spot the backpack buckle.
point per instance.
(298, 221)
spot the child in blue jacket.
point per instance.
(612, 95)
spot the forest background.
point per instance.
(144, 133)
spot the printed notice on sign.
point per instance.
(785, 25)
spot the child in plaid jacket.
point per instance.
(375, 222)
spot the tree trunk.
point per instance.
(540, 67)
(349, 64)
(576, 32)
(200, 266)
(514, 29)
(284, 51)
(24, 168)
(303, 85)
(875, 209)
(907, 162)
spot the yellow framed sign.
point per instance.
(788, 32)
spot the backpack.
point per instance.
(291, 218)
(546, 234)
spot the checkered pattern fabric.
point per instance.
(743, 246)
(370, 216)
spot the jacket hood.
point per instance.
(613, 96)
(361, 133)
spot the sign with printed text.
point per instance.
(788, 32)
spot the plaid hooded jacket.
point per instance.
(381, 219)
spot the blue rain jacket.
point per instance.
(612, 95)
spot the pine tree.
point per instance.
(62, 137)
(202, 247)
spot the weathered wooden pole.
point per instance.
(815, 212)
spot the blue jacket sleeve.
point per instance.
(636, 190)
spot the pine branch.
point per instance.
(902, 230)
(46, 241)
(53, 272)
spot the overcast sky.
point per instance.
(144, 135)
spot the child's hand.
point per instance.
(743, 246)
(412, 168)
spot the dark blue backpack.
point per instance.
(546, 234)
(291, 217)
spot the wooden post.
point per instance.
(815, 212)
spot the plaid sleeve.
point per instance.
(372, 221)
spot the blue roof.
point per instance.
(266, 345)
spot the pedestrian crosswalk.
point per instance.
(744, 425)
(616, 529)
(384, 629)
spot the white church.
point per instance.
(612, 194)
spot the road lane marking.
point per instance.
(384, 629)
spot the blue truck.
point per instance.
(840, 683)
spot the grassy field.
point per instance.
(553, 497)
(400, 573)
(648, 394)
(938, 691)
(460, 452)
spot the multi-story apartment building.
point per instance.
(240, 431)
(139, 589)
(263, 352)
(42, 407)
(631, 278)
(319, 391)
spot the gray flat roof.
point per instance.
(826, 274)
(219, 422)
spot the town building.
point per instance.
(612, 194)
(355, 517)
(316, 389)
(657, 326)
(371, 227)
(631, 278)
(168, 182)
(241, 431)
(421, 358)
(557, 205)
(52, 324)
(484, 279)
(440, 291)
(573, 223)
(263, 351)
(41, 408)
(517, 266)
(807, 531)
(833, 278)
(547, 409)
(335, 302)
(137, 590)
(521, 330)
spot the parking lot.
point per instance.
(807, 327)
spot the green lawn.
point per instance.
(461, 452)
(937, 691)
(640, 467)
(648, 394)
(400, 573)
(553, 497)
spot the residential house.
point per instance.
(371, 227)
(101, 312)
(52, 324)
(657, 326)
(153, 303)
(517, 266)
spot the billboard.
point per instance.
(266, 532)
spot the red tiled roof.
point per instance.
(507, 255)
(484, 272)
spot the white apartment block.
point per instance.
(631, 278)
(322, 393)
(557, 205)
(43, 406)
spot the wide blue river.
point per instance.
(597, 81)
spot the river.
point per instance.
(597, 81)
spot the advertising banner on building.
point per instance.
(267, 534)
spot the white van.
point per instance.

What the task requires
Reproduce each entry word for word.

Answer area
spot the backpack buckle.
point per instance.
(298, 221)
spot the child in blue jacket.
point per instance.
(612, 95)
spot the forest background.
point per instance.
(144, 133)
spot the printed notice on sign.
point per instance.
(785, 25)
spot the child in plaid jacket.
point per instance.
(375, 222)
spot the tree trunk.
point per instance.
(540, 67)
(349, 64)
(576, 32)
(200, 266)
(514, 29)
(284, 51)
(24, 168)
(303, 85)
(875, 209)
(907, 162)
spot the yellow framed sign.
point per instance.
(788, 32)
spot the backpack.
point per instance.
(291, 218)
(546, 234)
spot the checkered pattern fabric.
point per instance.
(743, 246)
(370, 216)
spot the jacket hood.
point per instance.
(613, 96)
(361, 133)
spot the sign with printed text.
point per instance.
(788, 32)
spot the plaid hooded jacket.
point per instance.
(381, 219)
spot the blue rain jacket.
point per instance.
(612, 95)
spot the pine tree.
point per instance.
(62, 137)
(202, 247)
spot the weathered wooden pole.
point per instance.
(815, 212)
spot the blue jacket sleeve.
point per instance.
(636, 190)
spot the pine branch.
point per instance.
(902, 230)
(46, 241)
(53, 272)
spot the overcast sky.
point per instance.
(144, 135)
spot the child's hand.
point per instance.
(743, 246)
(412, 168)
spot the dark blue backpack.
point per instance.
(546, 234)
(291, 217)
spot the wooden post.
point per instance.
(815, 212)
spot the plaid sleeve.
point per instance.
(372, 221)
spot the blue roof.
point per instance.
(266, 345)
spot the pedestrian crosswalk.
point per instance.
(744, 425)
(616, 529)
(384, 629)
spot the white church.
point per instance.
(612, 194)
spot the road lane marking.
point per instance.
(384, 629)
spot the blue truck.
point per instance.
(840, 683)
spot the grassy field.
point per instance.
(553, 497)
(400, 573)
(648, 394)
(938, 691)
(460, 452)
spot the multi-story apartment building.
point per instance.
(240, 431)
(139, 589)
(263, 352)
(42, 407)
(631, 278)
(319, 391)
spot the gray flat roof.
point per instance.
(826, 274)
(219, 422)
spot the town building.
point per instance.
(612, 194)
(355, 517)
(316, 389)
(657, 326)
(371, 227)
(631, 278)
(168, 182)
(241, 431)
(421, 358)
(557, 205)
(52, 324)
(484, 279)
(440, 291)
(573, 223)
(263, 351)
(41, 408)
(517, 266)
(807, 531)
(833, 278)
(547, 409)
(335, 302)
(137, 590)
(521, 330)
spot the parking lot.
point per instance.
(807, 327)
spot the green lawn.
point per instance.
(461, 452)
(937, 691)
(640, 467)
(648, 394)
(400, 573)
(553, 497)
spot the residential house.
point per instance.
(371, 227)
(101, 312)
(52, 324)
(657, 326)
(153, 303)
(517, 266)
spot the billboard.
point per instance.
(266, 532)
spot the red tiled roof.
point per instance.
(507, 255)
(484, 272)
spot the white apartment block.
point per instance.
(631, 278)
(322, 393)
(557, 205)
(43, 406)
spot the wide blue river.
point per instance.
(597, 81)
spot the river.
point per instance.
(597, 81)
spot the advertising banner on building.
point per instance.
(267, 534)
spot the white van.
point per instance.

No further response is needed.